### Data provided
——————————

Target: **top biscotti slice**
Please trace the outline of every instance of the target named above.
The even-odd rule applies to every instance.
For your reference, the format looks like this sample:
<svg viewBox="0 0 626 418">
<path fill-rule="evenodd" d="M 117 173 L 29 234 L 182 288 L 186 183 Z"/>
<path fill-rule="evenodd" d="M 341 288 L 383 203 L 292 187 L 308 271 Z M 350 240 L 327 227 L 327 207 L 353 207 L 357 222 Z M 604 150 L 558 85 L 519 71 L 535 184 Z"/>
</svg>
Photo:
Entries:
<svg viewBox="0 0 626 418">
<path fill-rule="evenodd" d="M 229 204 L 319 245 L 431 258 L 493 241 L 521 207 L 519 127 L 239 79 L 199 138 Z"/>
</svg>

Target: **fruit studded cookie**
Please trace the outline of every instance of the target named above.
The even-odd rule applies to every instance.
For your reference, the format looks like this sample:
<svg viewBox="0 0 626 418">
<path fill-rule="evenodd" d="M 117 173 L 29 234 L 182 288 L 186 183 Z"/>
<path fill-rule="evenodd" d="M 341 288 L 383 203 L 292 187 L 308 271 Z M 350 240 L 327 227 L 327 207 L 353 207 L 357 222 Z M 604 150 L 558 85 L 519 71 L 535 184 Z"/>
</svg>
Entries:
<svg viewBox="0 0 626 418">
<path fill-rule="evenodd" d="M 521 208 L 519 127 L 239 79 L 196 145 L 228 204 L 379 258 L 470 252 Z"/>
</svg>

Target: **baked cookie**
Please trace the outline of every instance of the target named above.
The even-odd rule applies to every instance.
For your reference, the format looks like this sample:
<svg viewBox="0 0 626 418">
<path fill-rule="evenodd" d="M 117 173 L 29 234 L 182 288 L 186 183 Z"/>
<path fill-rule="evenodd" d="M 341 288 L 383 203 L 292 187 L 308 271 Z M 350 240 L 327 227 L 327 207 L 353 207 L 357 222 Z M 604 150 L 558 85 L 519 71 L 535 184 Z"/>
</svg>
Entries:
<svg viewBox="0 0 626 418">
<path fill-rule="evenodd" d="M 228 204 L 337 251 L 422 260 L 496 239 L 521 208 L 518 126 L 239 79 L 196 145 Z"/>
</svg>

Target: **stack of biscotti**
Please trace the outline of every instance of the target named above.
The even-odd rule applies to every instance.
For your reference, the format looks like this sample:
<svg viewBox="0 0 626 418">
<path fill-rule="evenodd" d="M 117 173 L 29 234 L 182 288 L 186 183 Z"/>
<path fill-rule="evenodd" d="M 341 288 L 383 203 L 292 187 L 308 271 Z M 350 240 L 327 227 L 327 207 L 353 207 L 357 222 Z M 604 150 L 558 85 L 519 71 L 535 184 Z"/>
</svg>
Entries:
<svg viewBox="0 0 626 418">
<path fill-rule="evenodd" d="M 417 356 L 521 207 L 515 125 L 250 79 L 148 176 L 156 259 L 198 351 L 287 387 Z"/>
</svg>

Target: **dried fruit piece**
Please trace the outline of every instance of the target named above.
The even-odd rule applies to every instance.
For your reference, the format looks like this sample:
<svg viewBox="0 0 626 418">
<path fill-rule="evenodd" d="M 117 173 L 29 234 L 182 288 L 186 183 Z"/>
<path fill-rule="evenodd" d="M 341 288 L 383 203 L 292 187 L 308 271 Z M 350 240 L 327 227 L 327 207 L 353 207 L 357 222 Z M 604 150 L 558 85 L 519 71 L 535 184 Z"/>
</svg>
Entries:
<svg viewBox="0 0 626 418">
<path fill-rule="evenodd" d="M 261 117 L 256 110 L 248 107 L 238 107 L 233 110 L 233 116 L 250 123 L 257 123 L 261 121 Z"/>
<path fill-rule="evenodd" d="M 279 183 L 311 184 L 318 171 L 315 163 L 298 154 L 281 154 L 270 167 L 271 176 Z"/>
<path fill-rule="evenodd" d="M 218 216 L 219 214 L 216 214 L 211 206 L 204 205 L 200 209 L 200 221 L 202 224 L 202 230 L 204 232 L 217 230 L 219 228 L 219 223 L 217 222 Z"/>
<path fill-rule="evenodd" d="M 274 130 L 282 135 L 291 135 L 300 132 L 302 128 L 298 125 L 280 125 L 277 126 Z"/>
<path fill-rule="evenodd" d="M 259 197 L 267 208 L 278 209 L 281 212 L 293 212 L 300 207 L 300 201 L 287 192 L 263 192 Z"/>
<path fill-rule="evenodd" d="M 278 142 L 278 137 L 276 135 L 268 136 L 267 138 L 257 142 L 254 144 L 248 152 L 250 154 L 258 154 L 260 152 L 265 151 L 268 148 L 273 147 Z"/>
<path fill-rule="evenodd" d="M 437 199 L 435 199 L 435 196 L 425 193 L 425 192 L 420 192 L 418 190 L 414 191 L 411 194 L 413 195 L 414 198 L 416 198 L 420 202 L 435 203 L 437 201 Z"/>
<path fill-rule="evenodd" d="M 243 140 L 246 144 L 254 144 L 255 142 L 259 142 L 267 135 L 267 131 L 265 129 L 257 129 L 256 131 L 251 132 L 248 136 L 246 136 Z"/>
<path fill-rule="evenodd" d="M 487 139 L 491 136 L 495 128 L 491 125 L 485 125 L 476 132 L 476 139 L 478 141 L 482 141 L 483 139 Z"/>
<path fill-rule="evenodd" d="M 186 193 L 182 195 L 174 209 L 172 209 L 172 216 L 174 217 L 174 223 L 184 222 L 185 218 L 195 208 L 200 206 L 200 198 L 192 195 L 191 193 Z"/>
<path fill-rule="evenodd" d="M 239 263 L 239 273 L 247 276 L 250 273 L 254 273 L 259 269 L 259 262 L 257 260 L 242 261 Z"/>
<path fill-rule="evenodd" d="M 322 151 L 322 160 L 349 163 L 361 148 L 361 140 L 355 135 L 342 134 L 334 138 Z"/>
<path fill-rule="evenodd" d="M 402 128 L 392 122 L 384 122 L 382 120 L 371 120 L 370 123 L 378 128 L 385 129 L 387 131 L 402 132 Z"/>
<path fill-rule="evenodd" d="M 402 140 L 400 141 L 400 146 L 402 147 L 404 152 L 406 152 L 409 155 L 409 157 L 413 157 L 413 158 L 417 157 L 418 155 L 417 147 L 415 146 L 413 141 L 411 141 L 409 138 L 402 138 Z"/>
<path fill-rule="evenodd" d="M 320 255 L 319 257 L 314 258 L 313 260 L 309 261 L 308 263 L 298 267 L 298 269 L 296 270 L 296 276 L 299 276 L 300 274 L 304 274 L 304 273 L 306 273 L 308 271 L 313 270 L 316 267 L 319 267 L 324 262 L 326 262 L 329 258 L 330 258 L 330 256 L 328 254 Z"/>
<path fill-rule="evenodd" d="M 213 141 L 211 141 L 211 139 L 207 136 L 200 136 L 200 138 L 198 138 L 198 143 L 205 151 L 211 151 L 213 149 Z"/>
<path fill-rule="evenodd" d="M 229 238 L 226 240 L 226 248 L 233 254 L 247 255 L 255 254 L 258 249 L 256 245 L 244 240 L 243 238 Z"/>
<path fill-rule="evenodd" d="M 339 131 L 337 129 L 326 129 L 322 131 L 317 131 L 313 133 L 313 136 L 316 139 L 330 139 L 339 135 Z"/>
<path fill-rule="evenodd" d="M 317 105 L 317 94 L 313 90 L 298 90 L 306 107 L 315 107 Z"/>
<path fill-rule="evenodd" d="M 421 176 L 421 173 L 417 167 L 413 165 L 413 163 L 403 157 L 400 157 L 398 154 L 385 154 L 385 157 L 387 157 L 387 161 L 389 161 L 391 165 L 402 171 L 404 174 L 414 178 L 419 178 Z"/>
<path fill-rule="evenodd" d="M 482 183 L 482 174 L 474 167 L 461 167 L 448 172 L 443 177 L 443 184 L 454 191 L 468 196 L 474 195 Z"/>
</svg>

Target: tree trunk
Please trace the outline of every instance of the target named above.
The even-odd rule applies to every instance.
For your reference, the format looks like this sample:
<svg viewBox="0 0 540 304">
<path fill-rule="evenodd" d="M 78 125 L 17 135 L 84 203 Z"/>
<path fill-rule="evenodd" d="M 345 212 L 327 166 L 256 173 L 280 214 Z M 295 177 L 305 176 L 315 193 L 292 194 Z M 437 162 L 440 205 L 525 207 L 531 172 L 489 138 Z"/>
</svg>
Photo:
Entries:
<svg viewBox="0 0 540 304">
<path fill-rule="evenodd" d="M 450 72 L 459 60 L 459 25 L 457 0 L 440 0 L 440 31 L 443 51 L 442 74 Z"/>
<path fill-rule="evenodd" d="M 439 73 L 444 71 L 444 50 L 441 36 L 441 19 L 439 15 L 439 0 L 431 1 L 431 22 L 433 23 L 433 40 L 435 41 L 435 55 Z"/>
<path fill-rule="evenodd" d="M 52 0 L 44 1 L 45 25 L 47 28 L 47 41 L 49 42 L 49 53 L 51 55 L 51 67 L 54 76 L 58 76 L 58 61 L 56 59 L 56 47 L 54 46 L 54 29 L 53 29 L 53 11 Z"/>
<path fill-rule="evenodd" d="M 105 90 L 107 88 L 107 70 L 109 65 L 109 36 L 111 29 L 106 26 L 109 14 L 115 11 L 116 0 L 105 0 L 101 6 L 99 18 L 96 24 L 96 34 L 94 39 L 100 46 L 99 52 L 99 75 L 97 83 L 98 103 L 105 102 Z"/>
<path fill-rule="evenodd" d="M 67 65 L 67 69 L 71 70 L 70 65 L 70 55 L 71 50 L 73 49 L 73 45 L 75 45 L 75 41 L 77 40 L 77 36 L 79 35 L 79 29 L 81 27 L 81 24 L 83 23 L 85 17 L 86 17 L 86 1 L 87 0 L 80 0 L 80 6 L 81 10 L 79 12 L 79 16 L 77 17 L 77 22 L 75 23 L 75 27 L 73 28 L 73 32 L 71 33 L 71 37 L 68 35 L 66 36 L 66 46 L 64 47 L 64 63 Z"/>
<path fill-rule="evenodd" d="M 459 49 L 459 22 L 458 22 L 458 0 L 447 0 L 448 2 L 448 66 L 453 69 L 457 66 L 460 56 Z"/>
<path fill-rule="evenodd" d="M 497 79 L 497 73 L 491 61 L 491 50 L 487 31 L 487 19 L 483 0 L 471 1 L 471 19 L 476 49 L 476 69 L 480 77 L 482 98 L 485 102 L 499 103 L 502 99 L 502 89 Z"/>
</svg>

——————————

### Task goal
Report all lines of the data that include the word "fruit".

### Task output
Target: **fruit studded cookie**
Target: **dried fruit piece**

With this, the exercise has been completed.